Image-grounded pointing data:
________________________

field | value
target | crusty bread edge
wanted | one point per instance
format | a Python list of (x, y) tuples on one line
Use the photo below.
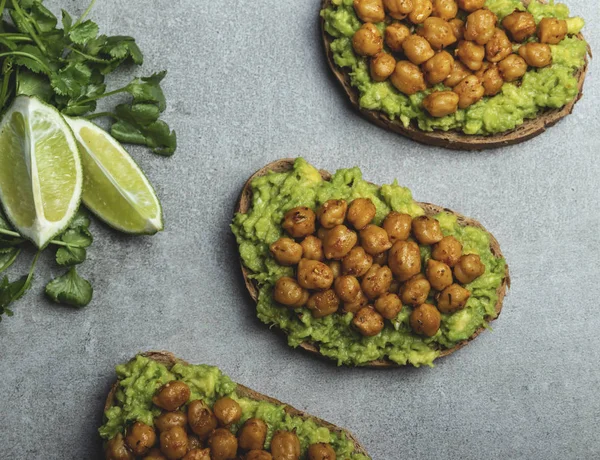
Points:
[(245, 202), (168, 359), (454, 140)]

________________________

- [WORK TASK]: Copy every entry word for word, but omit the pictures.

- [EXERCISE OUTPUT]:
field | value
target | crusty bread edge
wanted | one point per instance
format | a Python list of (x, y) tuples on one line
Use the photo below.
Points:
[(245, 202), (168, 359), (454, 140)]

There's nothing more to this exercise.